Exercise. Output as a JSON list of strings the lines of the records beginning with the one that contains "target | man in dark sweater" and running through the one that contains "x=313, y=252", with each line as its own string and blank lines left out.

[Location identification entries]
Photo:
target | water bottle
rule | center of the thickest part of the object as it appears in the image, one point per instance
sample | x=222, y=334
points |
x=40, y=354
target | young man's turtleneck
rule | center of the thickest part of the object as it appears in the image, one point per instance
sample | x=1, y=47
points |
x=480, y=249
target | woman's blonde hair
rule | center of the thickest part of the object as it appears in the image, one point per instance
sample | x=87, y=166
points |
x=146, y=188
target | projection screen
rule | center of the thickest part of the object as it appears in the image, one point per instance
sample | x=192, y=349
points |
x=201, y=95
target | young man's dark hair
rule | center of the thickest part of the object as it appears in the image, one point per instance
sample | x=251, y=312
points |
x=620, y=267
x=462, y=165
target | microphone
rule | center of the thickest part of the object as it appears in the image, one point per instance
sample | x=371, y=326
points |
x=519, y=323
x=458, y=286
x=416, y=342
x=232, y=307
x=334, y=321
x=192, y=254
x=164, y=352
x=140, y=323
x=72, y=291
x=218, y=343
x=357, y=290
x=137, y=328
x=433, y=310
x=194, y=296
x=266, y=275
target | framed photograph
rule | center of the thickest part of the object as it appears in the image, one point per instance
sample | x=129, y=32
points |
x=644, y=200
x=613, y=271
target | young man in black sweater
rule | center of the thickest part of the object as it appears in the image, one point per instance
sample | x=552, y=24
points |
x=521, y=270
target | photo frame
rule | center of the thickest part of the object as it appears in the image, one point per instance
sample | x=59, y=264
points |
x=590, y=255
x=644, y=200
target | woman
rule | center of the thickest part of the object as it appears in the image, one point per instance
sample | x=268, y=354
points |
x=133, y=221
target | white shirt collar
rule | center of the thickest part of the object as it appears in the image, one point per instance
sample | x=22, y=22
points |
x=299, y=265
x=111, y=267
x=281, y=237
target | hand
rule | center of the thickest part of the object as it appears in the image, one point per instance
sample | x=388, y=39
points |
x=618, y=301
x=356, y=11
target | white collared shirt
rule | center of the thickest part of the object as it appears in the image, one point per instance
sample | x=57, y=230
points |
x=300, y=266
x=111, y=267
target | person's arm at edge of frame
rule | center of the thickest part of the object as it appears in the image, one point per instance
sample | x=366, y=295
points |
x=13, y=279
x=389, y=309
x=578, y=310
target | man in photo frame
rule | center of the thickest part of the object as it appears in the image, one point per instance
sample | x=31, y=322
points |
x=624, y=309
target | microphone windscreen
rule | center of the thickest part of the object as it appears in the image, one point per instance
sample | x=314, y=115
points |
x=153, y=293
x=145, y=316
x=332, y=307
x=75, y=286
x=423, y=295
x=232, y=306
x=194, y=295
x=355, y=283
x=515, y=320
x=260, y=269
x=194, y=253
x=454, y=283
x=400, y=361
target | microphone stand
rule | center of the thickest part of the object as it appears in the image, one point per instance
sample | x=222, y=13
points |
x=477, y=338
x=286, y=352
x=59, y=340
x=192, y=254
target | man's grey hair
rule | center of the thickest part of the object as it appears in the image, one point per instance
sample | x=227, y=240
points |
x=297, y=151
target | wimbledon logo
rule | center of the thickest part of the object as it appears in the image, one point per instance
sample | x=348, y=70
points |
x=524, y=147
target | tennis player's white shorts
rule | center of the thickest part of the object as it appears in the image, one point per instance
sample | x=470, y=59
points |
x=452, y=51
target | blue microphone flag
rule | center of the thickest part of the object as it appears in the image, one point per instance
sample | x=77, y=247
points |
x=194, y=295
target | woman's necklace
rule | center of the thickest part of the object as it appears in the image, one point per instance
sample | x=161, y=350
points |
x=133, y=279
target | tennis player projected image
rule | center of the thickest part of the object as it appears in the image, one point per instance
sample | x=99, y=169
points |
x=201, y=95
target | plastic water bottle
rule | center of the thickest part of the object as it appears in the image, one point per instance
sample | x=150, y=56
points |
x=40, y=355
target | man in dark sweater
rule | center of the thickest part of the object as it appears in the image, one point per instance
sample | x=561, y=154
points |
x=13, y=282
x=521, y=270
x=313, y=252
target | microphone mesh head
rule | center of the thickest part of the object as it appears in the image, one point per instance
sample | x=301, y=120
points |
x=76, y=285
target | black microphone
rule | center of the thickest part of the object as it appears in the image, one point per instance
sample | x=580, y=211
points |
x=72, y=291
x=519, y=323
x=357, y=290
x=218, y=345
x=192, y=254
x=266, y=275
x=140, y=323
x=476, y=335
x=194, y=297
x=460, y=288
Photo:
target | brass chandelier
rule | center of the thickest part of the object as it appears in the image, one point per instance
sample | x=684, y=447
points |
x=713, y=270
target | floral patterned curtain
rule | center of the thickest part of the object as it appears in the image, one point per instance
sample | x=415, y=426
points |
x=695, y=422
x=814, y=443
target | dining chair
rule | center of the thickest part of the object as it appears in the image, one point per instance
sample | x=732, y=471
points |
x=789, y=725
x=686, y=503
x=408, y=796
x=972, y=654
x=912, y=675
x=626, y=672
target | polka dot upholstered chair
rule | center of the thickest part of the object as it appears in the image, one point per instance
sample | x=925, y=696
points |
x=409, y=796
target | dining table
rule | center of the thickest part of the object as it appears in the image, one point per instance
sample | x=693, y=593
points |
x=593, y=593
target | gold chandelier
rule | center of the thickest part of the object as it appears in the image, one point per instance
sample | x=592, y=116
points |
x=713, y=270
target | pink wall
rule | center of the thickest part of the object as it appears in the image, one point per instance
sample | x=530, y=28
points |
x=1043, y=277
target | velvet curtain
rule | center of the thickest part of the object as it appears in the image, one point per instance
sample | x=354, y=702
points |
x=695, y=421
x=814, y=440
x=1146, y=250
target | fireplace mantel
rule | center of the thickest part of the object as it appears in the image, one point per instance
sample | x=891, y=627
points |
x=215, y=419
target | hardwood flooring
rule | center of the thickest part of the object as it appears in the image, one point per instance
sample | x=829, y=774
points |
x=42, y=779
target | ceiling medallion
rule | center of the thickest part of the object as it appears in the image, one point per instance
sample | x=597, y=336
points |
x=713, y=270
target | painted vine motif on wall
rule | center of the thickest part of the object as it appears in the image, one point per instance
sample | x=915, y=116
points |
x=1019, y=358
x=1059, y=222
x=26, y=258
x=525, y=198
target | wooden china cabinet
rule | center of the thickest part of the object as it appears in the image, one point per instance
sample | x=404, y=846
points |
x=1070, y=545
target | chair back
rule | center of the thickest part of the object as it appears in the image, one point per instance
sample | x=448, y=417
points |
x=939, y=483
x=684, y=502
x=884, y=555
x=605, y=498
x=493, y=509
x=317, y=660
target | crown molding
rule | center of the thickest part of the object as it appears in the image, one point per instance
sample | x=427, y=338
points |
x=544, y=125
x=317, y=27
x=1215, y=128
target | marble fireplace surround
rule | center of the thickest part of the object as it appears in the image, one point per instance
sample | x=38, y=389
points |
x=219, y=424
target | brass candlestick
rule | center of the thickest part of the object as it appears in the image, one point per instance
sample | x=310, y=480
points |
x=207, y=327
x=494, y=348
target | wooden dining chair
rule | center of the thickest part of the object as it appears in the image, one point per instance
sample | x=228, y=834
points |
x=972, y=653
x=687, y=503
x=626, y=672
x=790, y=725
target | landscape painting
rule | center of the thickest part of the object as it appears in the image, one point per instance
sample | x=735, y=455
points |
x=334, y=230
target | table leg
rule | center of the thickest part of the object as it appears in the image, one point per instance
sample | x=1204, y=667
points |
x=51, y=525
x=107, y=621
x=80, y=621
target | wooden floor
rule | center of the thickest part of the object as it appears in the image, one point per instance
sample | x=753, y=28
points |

Full solution.
[
  "target | man in dark sweater",
  "rule | center of the thickest part of the object as it appears in the image, one point per instance",
  "sample | x=561, y=154",
  "points |",
  "x=13, y=282",
  "x=521, y=270",
  "x=313, y=252"
]